/---
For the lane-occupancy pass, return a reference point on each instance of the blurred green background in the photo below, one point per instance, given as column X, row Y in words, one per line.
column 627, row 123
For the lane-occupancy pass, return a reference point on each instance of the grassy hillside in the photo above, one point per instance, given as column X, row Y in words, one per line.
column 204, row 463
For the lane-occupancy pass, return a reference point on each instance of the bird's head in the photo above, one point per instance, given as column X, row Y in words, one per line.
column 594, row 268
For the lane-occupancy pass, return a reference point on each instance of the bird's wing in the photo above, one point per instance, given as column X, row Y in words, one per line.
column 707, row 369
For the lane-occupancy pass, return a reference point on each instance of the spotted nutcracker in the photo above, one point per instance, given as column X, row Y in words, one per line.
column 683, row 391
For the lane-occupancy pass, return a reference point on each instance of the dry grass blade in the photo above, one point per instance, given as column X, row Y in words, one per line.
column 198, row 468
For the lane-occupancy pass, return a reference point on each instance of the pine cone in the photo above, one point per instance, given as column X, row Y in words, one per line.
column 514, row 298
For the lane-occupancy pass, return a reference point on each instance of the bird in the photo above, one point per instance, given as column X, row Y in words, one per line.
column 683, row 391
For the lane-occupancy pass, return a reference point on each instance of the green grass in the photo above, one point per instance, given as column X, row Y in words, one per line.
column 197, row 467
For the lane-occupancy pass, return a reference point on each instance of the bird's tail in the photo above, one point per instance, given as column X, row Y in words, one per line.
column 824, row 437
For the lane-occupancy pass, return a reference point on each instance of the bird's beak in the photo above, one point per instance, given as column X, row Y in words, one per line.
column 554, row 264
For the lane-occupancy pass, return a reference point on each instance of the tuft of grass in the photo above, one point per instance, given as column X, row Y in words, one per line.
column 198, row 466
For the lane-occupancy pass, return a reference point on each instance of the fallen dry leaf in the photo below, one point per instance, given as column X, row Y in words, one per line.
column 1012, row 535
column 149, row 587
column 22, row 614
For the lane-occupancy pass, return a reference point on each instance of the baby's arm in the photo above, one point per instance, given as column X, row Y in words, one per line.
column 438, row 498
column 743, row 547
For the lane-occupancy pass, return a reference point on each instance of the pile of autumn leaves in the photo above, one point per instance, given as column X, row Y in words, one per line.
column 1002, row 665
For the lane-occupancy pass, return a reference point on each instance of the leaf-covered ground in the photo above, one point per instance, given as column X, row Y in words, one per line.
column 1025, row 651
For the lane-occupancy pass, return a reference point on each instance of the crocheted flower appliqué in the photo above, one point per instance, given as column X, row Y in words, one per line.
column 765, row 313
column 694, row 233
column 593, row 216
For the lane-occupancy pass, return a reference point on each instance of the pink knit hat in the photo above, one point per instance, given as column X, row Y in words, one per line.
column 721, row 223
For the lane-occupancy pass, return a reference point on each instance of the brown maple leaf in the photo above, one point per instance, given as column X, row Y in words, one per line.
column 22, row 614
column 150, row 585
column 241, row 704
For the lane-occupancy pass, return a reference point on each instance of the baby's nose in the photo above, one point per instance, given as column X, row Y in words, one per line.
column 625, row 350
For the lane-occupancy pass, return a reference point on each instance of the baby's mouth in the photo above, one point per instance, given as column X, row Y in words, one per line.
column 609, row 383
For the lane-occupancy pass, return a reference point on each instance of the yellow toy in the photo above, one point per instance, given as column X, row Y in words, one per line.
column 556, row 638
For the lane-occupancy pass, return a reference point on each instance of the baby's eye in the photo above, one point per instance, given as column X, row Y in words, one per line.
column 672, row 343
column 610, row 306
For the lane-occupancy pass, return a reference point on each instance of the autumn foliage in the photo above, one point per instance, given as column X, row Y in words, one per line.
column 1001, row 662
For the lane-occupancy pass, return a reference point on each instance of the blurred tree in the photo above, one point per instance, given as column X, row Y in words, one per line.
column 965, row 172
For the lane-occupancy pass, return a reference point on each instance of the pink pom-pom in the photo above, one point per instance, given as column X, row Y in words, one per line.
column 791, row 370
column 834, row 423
\---
- GIVEN PROBLEM
Convert every line of the data above into a JSON list of strings, one string per line, omitting any blank lines.

- EXERCISE RESPONSE
[
  "For the lane-occupancy pass, return a reference point on each instance of the blurred green background in the photo below, one point per instance, given as column X, row Y in words, one per line.",
  "column 627, row 123",
  "For the lane-occupancy pass, return a reference point on each instance of the grassy hillside in the photo above, one point per instance, given as column X, row Y in words, one per line.",
  "column 204, row 463",
  "For the lane-occupancy pass, return a reference point on each instance of the bird's head in the photo above, one point per instance, given as column X, row Y in words, one per line.",
  "column 594, row 268",
  "For the lane-occupancy pass, return a reference point on each instance of the bird's wing in the photo above, one point per instance, given as column X, row Y in words, one per line.",
  "column 707, row 369",
  "For the lane-occupancy pass, return a reference point on each instance of the spotted nutcracker in the photo above, one point per instance, given as column X, row Y in words, one per line.",
  "column 683, row 391",
  "For the lane-occupancy pass, return a reference point on each instance of the dry grass blade in the photo above, one point per instance, given as column X, row Y in words, one per line.",
  "column 198, row 468",
  "For the lane-occupancy pass, return a reference point on each instance of the pine cone in the photo above, one point per instance, given as column X, row Y in words, one per line.",
  "column 514, row 298",
  "For the lane-occupancy pass, return a reference point on each instance of the bird in the photo above, one point per instance, given as column X, row Y in words, one per line.",
  "column 683, row 391",
  "For the lane-occupancy pass, return a reference point on each instance of the green grass in the photo above, one point per instance, given as column X, row Y in words, one per line.",
  "column 197, row 467",
  "For the lane-occupancy pass, return a reference point on each instance of the bird's tail in the photo above, one point per instance, given as column X, row Y in words, one per line.",
  "column 824, row 437",
  "For the lane-occupancy pass, return a reference point on each instance of the bird's beak in the photo above, one point per instance, given as column X, row Y in words, one per line.",
  "column 554, row 264",
  "For the lane-occupancy pass, return a reference point on each instance of the tuft of grass in the photo above, one point per instance, given as column X, row Y in words, one per line.",
  "column 198, row 466",
  "For the lane-occupancy pass, return a reference point on each instance of the fallen dry leaf in the photo below, one point per instance, given as column X, row Y in words, one per line.",
  "column 1012, row 535",
  "column 149, row 587",
  "column 22, row 614",
  "For the lane-occupancy pass, return a reference point on each instance of the baby's arm in the photo above, one point per instance, given as column X, row Y in words, one per line.",
  "column 438, row 498",
  "column 743, row 547",
  "For the lane-occupancy pass, return a reference point on each instance of the pile of autumn leaves in the photo above, one point per instance, given as column X, row Y in words, one per line.",
  "column 1002, row 665",
  "For the lane-occupancy pass, return a reference point on each instance of the leaf-covered ground in the photo above, one point per instance, given as column X, row Y in words, one per line.",
  "column 1025, row 651",
  "For the lane-occupancy pass, return a reference point on each instance of the crocheted flower appliqué in the photo above, one point per instance, given as column X, row Y in words, one per line.",
  "column 765, row 313",
  "column 694, row 233",
  "column 593, row 216",
  "For the lane-occupancy pass, return a reference point on each instance of the pink knit hat in the photo above, one point per instance, given as column X, row Y in words, one per line.",
  "column 721, row 223",
  "For the lane-occupancy pass, return a reference point on each instance of the brown maple leaf in the photo above, one point per instance, given as column X, row Y in words, one per line.",
  "column 22, row 614",
  "column 150, row 585",
  "column 241, row 704",
  "For the lane-occupancy pass, return a reference point on each instance of the baby's nose in the photo above, one point per instance, given as column X, row Y in words, one per line.",
  "column 625, row 350",
  "For the lane-occupancy pass, return a reference point on each instance of the baby's mouth in the photo above, one point per instance, given as column X, row Y in words, one per line.",
  "column 609, row 383",
  "For the lane-occupancy pass, return a reference point on each instance of the yellow toy in the photo above, one point per instance, given as column X, row Y in words, one per line.",
  "column 556, row 638",
  "For the lane-occupancy pass, return a reference point on each instance of the baby's eye in the photo above, one point per instance, given as column X, row Y in words, one per line.",
  "column 672, row 343",
  "column 610, row 306",
  "For the lane-occupancy pass, return a reference point on each instance of the autumn foliage in the photo above, one point per instance, given as column X, row Y in words, one per line.",
  "column 1001, row 662",
  "For the lane-occupancy pass, return a reference point on each instance of the blurred tree in the photo above, one point per instance, given as column X, row Y in words, one per line.",
  "column 965, row 172",
  "For the lane-occupancy pass, return a reference point on each instance of the pink pom-pom in the photo above, one point per instance, given as column X, row Y in words, one per line.",
  "column 791, row 370",
  "column 834, row 423"
]